■ **Supplied material**
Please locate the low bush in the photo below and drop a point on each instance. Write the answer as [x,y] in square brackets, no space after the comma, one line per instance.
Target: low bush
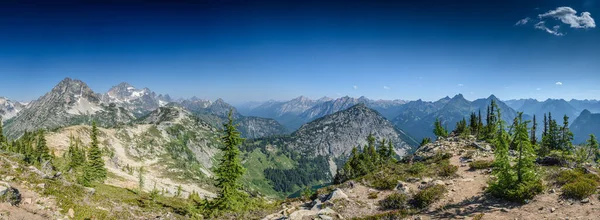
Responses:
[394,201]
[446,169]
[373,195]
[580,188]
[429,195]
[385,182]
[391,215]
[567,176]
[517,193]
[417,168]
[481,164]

■ **Exercise instructions**
Copy the data above word for word and line for line, leaving out the pictures.

■ **Answer in full**
Please locate the low bush in the photo below and drop a point on each instance. Write the answer as [x,y] in square brackets, no space after the comma, one line per instance.
Target: low bush
Responses:
[394,201]
[446,169]
[373,195]
[580,188]
[429,195]
[385,182]
[391,215]
[567,176]
[517,193]
[417,168]
[481,164]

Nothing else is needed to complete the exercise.